▶ [The input]
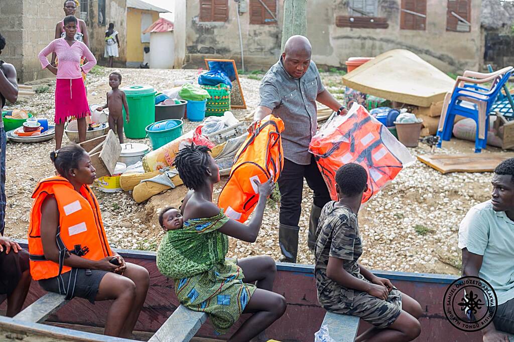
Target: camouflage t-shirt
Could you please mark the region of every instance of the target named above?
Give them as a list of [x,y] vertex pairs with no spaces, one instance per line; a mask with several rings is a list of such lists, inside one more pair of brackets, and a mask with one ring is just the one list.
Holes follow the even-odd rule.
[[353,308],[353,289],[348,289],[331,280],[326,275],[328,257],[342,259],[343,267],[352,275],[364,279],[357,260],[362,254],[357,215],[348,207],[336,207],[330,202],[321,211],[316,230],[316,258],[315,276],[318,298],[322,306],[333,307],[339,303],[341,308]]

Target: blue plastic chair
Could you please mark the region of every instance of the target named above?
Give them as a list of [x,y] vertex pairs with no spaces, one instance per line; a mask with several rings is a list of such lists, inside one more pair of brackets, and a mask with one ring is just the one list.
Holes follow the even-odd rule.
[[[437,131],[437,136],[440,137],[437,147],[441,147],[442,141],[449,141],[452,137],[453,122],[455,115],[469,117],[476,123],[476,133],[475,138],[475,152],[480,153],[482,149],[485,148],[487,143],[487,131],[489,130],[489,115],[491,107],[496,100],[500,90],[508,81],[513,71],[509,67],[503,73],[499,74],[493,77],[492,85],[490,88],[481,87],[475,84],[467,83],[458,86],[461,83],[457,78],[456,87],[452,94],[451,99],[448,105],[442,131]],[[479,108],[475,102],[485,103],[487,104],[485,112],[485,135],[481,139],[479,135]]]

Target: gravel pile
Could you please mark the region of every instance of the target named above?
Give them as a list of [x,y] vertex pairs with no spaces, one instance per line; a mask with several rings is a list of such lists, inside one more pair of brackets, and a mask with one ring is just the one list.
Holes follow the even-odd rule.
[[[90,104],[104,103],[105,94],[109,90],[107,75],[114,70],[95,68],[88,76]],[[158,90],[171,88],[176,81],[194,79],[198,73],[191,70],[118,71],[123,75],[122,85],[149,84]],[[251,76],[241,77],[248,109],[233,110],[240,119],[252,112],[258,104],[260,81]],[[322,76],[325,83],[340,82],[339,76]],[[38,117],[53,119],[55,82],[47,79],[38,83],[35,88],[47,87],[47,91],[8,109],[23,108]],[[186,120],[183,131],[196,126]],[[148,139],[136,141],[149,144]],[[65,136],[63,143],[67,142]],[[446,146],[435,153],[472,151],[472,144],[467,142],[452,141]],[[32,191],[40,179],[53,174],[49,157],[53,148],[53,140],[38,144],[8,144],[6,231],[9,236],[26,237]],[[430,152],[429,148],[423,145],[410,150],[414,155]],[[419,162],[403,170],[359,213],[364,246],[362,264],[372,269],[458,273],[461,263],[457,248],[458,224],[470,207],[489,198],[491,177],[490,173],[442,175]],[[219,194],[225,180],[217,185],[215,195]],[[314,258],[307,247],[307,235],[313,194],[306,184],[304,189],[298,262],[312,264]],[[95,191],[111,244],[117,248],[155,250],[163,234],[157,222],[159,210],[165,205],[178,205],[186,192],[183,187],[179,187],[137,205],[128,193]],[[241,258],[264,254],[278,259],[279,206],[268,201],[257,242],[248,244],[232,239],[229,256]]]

▶ [What to work on]
Reproduce all the items with every "vertex pairs" changed to "coordinate pairs" and nothing else altered. Leave the pictures out.

▶ [Answer to the task]
Target: camouflage t-shirt
Could you please mark the region of every instance of the target named above?
Give them as a list of [x,y] coordinate pairs with no spaces, one instance per line; a mask with several rings is a list of such lists, inside one more pair of brackets, and a mask with one ring is just the one list.
Holes follow the even-odd rule.
[[353,308],[353,289],[348,289],[331,280],[326,275],[328,257],[342,259],[343,267],[352,275],[364,279],[357,260],[362,254],[357,215],[348,207],[336,207],[330,202],[321,211],[316,230],[316,258],[315,276],[318,298],[322,306],[333,307],[339,303],[341,308]]

Target: blue plastic chair
Could you please mark the region of every instance of the target named above?
Give them as a list of [x,y] coordinate pairs with no spaces, one instance per line; a mask with several rings is a list of such lists, inside one more pair of brackets, and a mask with one ring is just the one list.
Holes follow the even-odd rule.
[[[437,131],[437,136],[440,137],[437,147],[441,147],[442,141],[449,141],[452,137],[453,122],[455,115],[469,117],[476,123],[476,133],[475,138],[475,152],[480,153],[482,149],[485,148],[487,143],[487,131],[489,130],[489,115],[491,107],[496,100],[500,90],[508,81],[513,71],[509,67],[503,73],[499,74],[493,77],[492,85],[490,88],[481,87],[475,84],[467,83],[458,86],[461,83],[457,78],[456,87],[452,94],[451,99],[448,105],[442,131]],[[479,108],[475,102],[485,103],[487,104],[485,112],[485,135],[481,139],[479,135]]]

Target: gravel pile
Could you please mark the region of every instance of the target named above?
Give them as a list of [x,y] coordinate pairs with no spaces, one instance per line; a mask with several rings is a list of such lists, inside one more pair of brackets, and a mask with one ring is just the one list.
Holes follow the even-odd rule.
[[[90,104],[104,103],[105,94],[109,90],[107,75],[114,70],[95,68],[88,76]],[[158,90],[171,88],[176,81],[194,79],[198,73],[191,70],[118,71],[123,75],[122,85],[149,84]],[[251,76],[241,77],[248,109],[233,110],[240,119],[252,112],[258,104],[260,81]],[[322,76],[325,83],[340,82],[339,76]],[[38,117],[53,119],[55,82],[47,79],[38,83],[35,88],[47,87],[47,91],[8,109],[23,108]],[[186,120],[183,131],[196,126]],[[148,139],[136,141],[149,144]],[[65,136],[63,143],[67,142]],[[446,146],[435,153],[472,151],[472,144],[467,142],[452,141]],[[32,191],[40,179],[53,174],[49,157],[53,148],[53,140],[38,144],[8,144],[6,231],[9,236],[26,237]],[[430,152],[429,148],[423,145],[410,150],[414,155]],[[419,162],[403,170],[359,213],[364,246],[362,264],[372,269],[458,273],[461,263],[457,248],[458,224],[470,207],[489,198],[491,177],[490,173],[442,175]],[[219,194],[225,180],[217,185],[215,195]],[[314,258],[307,247],[307,235],[313,194],[306,184],[304,189],[298,262],[312,264]],[[95,191],[111,244],[117,248],[155,250],[163,234],[157,222],[159,210],[165,205],[178,205],[186,192],[183,187],[179,187],[137,205],[128,193]],[[241,258],[264,254],[278,259],[279,206],[268,201],[257,242],[248,244],[232,239],[229,256]]]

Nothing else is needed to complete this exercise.